====== Texte

Au Nord-Kivu, les affrontements continuent entre les Wazalendo et le M23. Tout ceci dans un contexte de cessez-le-feu décrété, il y a quelques mois, par l’EAC (East African Community). Une situation que la société civile du Nord-Kivu supporte de moins en moins.

Depuis environ un mois, le groupe des Wazalendo a pris les armes pour affronter le M23 dans les territoires de Rutshuru et Masisi, dans le Nord-Kivu. Des affrontements violents qui poussent le Bureau de coordination provinciale de la Société civile Forces vives du Nord-Kivu à sortir de sa réserve pour interpeller le Président Félix Tshisekedi. Pour cette société civile, le pouvoir central doit rompre avec les « carcans cruels du cessez-le-feu ». Et ceci, dans un délai de deux semaines : « Face à cette situation, la Société civile Forces vives du Nord-Kivu donne (au gouvernement, ndlr) un ultimatum de deux semaines pour abandonner (…) l’aventure diplomatique et libérer tous les espaces sous l’emprise du M23-RDF. À défaut d’y satisfaire, elle invitera la population à la révolte », ont déclaré les responsables de cette société civile.

============
====== Données listées

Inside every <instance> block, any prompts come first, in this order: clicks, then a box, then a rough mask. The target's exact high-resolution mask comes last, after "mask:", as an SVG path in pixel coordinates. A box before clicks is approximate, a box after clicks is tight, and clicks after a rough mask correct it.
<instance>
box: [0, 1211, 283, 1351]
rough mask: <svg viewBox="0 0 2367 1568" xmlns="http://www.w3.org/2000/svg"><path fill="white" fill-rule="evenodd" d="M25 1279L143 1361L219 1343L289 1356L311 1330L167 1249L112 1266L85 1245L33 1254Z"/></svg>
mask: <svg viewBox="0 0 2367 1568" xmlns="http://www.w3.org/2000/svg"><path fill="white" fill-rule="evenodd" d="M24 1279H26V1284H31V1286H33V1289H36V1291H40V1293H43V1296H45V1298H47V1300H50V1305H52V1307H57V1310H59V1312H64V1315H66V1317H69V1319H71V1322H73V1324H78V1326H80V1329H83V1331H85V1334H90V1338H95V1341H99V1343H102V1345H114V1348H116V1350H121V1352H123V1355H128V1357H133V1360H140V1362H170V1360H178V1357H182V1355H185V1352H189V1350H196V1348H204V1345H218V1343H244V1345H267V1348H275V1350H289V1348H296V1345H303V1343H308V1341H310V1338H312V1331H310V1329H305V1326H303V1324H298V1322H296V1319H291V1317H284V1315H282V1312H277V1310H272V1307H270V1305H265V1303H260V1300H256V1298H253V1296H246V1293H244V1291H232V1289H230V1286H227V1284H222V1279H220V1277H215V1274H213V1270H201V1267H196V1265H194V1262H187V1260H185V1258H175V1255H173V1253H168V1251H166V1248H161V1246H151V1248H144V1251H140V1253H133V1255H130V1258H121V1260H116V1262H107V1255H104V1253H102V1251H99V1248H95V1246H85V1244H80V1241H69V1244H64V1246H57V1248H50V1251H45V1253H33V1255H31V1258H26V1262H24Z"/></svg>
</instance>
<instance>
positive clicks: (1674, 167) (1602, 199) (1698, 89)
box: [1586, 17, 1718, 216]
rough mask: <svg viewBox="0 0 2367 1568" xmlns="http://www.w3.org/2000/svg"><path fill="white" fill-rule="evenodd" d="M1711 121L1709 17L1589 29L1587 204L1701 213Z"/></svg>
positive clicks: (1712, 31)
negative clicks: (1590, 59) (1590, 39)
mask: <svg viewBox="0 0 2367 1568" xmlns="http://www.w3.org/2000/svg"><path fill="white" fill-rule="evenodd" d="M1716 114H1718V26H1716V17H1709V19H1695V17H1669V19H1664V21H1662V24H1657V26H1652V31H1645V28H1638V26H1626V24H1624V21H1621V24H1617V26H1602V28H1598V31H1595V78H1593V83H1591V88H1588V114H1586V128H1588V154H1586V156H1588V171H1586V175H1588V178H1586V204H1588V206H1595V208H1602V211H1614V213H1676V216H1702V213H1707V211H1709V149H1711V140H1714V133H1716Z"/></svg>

============

Travail demandé:
A. Indiquez si chacune de ces affirmations est conforme au texte sur le Nord-Kivu, en répondant par oui ou par non et en citant les mots décisifs du texte : (i) le cessez-le-feu a été décrété par l’EAC ; (ii) les Wazalendo affrontent le M23 depuis environ un an ; (iii) la société civile accorde au gouvernement un délai d’un mois.
B. Écrivez la suite du texte sur le Nord-Kivu, en partant de sa dernière phrase.
Les données ne jouent aucun rôle dans ce travail.

Réponses rédigées:
A.
(i) Oui : « un contexte de cessez-le-feu décrété, il y a quelques mois, par l’EAC (East African Community) ».
(ii) Non : « Depuis environ un mois, le groupe des Wazalendo a pris les armes pour affronter le M23 ».
(iii) Non : « donne (au gouvernement, ndlr) un ultimatum de deux semaines ».

B.
Une politique de deux poids deux mesures

Pour les responsables de la société civile du Nord-Kivu, l’EAC et la communauté internationale appliquent une politique de deux poids deux mesures dans la situation que traverse l’Est de la RDC. Pour eux, des voix s’élèvent de toutes parts pour exiger un arrêt des hostilités quand les milices locales prennent le dessus sur le M23. Mais, quand c’est le contraire, il règne un silence assourdissant. Comme exemple : « Mardi 10 octobre 2023, son Excellence Uhuru Kenyata, facilitateur des pourparlers de Nairobi par son communiqué, a appelé à la cessation immédiate des combats entre les groupes d’autodéfense Wazalendo et les rebelles du M23/RDF tout en mentionnant que la solution reste politique et non militaire. Jeudi 12 octobre 2023, l’ambassade des USA à Kinshasa a publié un communiqué dans lequel elle appelle aussi à la cessation des hostilités et privilégie la solution politique et non militaire », fait observer la société civile.

Et de poursuivre pour souligner le contraste : « En dépit d’un calme précaire qui était observé sur le théâtre des affrontements sur demande de l’EAC et de la communauté internationale depuis la reprise de la cité de Kitshanga par les forces d’autodéfense dites Wazalendo en début du mois d’octobre 2023, les terroristes du M23-RDF ont réattaqué et réoccupé la même cité de Kitshanga en territoire de Masisi, Kinyandonyi, Murimbi, Butare, Marangara et Kabizo en territoire de Rutshuru en date du 21 octobre 2023 sous un silence coupable et complice de l’EAC et de la communauté internationale ».

Les responsables de la société civile Forces vives du Nord-Kivu s’offusquent de l’immobilisme du gouvernement congolais et son attachement à un « cessez-le-feu hypocrite » face aux massacres de populations civiles qui se poursuivent dans la province.

Un soutien tacite du gouvernement aux Wazalendo

Au cours d’une conférence de presse conjointe organisée, lundi, avec son collègue porte-parole du gouvernement, le ministre congolais des Affaires étrangères, Christophe Lutundula, a déclaré : « Un autre point important à noter est que la population est présente et nous dit qu’elle ne se sent pas protégée. Nous continuerons à renforcer la sécurité en collaboration avec la population. C’est pourquoi il y a le phénomène Wazalendo, et nous en prenons bonne note ».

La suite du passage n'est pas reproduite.